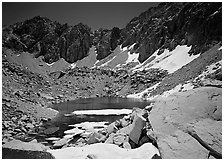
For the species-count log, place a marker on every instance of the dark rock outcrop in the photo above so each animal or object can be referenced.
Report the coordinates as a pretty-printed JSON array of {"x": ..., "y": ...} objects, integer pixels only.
[
  {"x": 163, "y": 27},
  {"x": 188, "y": 124},
  {"x": 48, "y": 38},
  {"x": 106, "y": 41},
  {"x": 172, "y": 24}
]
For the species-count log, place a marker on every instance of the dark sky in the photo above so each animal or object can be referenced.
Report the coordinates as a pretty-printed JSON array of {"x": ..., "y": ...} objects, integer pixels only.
[{"x": 94, "y": 14}]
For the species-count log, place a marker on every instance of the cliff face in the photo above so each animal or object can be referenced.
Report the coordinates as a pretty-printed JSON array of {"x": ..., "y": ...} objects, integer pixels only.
[
  {"x": 172, "y": 24},
  {"x": 106, "y": 41},
  {"x": 48, "y": 38},
  {"x": 163, "y": 27}
]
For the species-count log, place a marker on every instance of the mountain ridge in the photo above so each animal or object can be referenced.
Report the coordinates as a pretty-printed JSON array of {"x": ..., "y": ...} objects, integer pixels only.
[{"x": 162, "y": 27}]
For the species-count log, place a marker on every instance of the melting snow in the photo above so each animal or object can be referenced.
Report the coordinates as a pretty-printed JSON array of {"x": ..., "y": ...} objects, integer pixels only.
[
  {"x": 73, "y": 65},
  {"x": 210, "y": 69},
  {"x": 103, "y": 112},
  {"x": 175, "y": 59},
  {"x": 132, "y": 57},
  {"x": 90, "y": 125},
  {"x": 178, "y": 88},
  {"x": 104, "y": 64},
  {"x": 132, "y": 46},
  {"x": 50, "y": 64},
  {"x": 141, "y": 94},
  {"x": 170, "y": 61}
]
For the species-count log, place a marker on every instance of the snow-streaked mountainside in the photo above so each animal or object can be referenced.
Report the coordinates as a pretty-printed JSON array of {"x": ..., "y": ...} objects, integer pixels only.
[
  {"x": 122, "y": 57},
  {"x": 66, "y": 88}
]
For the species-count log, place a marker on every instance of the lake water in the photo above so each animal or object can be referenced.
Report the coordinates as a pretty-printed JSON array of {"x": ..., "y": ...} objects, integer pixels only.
[{"x": 107, "y": 109}]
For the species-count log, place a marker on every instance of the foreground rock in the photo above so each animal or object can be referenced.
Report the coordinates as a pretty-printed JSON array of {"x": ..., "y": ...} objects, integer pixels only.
[
  {"x": 17, "y": 149},
  {"x": 105, "y": 151},
  {"x": 175, "y": 117}
]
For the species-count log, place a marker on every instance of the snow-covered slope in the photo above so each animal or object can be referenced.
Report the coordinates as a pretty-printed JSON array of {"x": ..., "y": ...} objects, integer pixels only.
[
  {"x": 168, "y": 60},
  {"x": 36, "y": 65},
  {"x": 118, "y": 58},
  {"x": 121, "y": 57}
]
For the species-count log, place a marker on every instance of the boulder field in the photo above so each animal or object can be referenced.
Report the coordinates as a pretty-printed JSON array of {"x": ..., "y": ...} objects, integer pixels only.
[
  {"x": 183, "y": 125},
  {"x": 183, "y": 121}
]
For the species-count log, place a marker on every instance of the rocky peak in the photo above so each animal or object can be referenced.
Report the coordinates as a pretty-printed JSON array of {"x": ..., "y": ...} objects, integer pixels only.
[
  {"x": 162, "y": 27},
  {"x": 172, "y": 24}
]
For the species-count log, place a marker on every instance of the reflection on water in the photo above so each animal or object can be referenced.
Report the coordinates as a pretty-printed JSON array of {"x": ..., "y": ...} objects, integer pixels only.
[{"x": 63, "y": 118}]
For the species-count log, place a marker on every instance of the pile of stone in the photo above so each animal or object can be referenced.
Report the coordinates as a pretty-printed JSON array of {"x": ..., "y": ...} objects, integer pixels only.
[{"x": 130, "y": 132}]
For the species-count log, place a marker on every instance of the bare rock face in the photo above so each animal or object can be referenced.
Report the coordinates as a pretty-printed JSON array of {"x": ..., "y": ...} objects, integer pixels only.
[
  {"x": 172, "y": 24},
  {"x": 175, "y": 117}
]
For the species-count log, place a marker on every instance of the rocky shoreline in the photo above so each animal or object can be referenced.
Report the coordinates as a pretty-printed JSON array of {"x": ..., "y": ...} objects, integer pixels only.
[{"x": 179, "y": 121}]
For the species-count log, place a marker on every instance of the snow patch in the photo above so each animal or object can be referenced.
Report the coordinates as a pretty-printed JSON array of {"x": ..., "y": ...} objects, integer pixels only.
[
  {"x": 178, "y": 88},
  {"x": 73, "y": 65},
  {"x": 132, "y": 58},
  {"x": 74, "y": 131},
  {"x": 104, "y": 64},
  {"x": 210, "y": 69},
  {"x": 103, "y": 112},
  {"x": 50, "y": 64},
  {"x": 175, "y": 59},
  {"x": 145, "y": 64},
  {"x": 125, "y": 48},
  {"x": 132, "y": 46},
  {"x": 105, "y": 151},
  {"x": 91, "y": 125},
  {"x": 141, "y": 94},
  {"x": 170, "y": 61}
]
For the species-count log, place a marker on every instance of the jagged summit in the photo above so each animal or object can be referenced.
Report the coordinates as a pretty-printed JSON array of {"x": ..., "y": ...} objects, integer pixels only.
[{"x": 162, "y": 27}]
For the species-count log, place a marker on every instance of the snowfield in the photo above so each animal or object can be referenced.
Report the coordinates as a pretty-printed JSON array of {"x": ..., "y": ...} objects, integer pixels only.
[
  {"x": 105, "y": 151},
  {"x": 103, "y": 112},
  {"x": 168, "y": 60}
]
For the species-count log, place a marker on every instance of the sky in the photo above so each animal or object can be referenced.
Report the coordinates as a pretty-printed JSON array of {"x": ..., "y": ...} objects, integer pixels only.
[{"x": 94, "y": 14}]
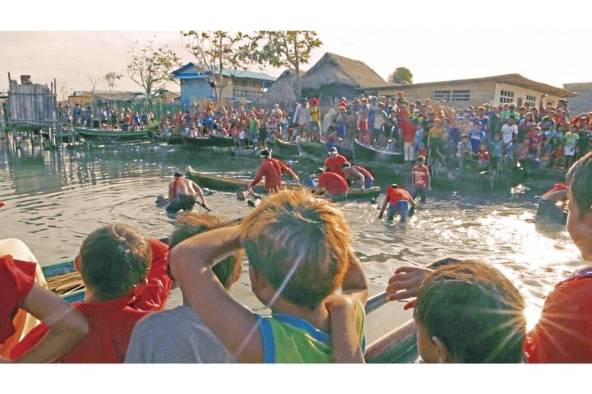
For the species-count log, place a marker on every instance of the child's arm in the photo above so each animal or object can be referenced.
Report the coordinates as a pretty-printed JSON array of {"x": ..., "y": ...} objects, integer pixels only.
[
  {"x": 345, "y": 339},
  {"x": 385, "y": 202},
  {"x": 66, "y": 325},
  {"x": 191, "y": 264},
  {"x": 354, "y": 283}
]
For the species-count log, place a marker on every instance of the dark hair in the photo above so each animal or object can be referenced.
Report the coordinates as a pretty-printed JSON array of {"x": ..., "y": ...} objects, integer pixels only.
[
  {"x": 189, "y": 224},
  {"x": 476, "y": 311},
  {"x": 113, "y": 259},
  {"x": 579, "y": 177}
]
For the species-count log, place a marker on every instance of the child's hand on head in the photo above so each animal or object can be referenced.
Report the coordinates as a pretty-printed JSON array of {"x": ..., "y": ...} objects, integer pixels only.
[{"x": 405, "y": 284}]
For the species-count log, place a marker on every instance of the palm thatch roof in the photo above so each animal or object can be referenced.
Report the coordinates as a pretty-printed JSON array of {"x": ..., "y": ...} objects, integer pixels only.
[
  {"x": 283, "y": 90},
  {"x": 333, "y": 69}
]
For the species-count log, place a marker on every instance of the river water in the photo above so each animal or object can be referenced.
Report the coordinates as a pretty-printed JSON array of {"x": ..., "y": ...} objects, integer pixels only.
[{"x": 54, "y": 199}]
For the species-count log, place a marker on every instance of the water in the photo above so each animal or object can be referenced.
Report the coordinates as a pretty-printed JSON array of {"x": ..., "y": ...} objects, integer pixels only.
[{"x": 54, "y": 199}]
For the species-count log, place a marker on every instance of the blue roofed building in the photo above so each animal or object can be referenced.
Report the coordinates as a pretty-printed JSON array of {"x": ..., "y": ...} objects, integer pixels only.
[{"x": 241, "y": 84}]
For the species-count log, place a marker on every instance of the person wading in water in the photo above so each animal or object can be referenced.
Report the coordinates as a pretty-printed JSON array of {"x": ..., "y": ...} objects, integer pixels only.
[{"x": 182, "y": 194}]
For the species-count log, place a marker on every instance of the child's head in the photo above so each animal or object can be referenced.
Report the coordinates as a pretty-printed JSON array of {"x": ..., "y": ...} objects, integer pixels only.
[
  {"x": 192, "y": 223},
  {"x": 297, "y": 245},
  {"x": 469, "y": 312},
  {"x": 113, "y": 260}
]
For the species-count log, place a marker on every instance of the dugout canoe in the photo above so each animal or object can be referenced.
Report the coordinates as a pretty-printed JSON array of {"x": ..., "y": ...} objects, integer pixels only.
[
  {"x": 106, "y": 135},
  {"x": 285, "y": 149},
  {"x": 218, "y": 140},
  {"x": 228, "y": 184},
  {"x": 365, "y": 153}
]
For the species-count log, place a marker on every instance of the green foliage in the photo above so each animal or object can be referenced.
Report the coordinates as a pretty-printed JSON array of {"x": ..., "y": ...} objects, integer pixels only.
[
  {"x": 218, "y": 50},
  {"x": 401, "y": 75},
  {"x": 150, "y": 67},
  {"x": 284, "y": 48}
]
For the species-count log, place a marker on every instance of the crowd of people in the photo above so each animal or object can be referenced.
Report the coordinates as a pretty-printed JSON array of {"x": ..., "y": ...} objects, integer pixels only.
[
  {"x": 303, "y": 267},
  {"x": 108, "y": 118}
]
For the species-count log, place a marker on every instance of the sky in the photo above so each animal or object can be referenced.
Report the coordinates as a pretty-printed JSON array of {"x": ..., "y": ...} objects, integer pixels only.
[{"x": 436, "y": 41}]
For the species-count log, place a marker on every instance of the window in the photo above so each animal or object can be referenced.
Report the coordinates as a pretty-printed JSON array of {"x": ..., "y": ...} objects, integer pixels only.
[
  {"x": 461, "y": 95},
  {"x": 506, "y": 96},
  {"x": 441, "y": 95}
]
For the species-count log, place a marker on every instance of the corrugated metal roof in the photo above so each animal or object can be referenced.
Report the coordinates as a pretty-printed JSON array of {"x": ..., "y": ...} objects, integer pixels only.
[{"x": 190, "y": 70}]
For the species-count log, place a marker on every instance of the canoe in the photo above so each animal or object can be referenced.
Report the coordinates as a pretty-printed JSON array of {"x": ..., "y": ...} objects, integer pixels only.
[
  {"x": 218, "y": 140},
  {"x": 105, "y": 135},
  {"x": 364, "y": 153},
  {"x": 314, "y": 150},
  {"x": 229, "y": 184},
  {"x": 397, "y": 346},
  {"x": 285, "y": 149},
  {"x": 169, "y": 139},
  {"x": 199, "y": 142}
]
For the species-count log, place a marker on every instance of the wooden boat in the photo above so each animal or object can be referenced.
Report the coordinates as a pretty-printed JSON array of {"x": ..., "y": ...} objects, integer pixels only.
[
  {"x": 364, "y": 153},
  {"x": 106, "y": 135},
  {"x": 397, "y": 346},
  {"x": 228, "y": 184},
  {"x": 285, "y": 149},
  {"x": 199, "y": 142},
  {"x": 218, "y": 140},
  {"x": 314, "y": 150}
]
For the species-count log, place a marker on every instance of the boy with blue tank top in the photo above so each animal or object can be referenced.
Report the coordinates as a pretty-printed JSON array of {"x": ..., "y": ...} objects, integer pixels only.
[{"x": 301, "y": 266}]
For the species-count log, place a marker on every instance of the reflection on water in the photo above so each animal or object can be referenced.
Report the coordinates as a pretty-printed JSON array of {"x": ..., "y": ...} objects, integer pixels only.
[{"x": 54, "y": 199}]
= = = =
Given problem>
Copy verbatim every line of the data from the line containing "of the wooden" through the final line, both inclusive, and nothing else.

Completed task>
For the species-count log, place a marker on every instance of the wooden boat in the photo above so each animal or object can be referenced.
Report the coordinates as a pretty-printed JSON array of {"x": ..., "y": ...} objects, integer pixels only.
[
  {"x": 364, "y": 153},
  {"x": 106, "y": 135},
  {"x": 397, "y": 346},
  {"x": 228, "y": 184},
  {"x": 285, "y": 149},
  {"x": 199, "y": 142},
  {"x": 218, "y": 140},
  {"x": 314, "y": 150}
]
For the species-count log, place a marker on every instance of the boy with blue tank top in the photo above so each animal or object can be referenced.
Report the coordinates as a pretty-printed JSON array of {"x": ..., "y": ...} objects, integer pixels only.
[{"x": 301, "y": 266}]
For the species-count log, place a marker on every instance of the reflection on water in the photo above so each animal or object can be referenced.
Report the coordinates as a pretty-printed JSON array of {"x": ..., "y": ...} objects, integer pixels only.
[{"x": 54, "y": 199}]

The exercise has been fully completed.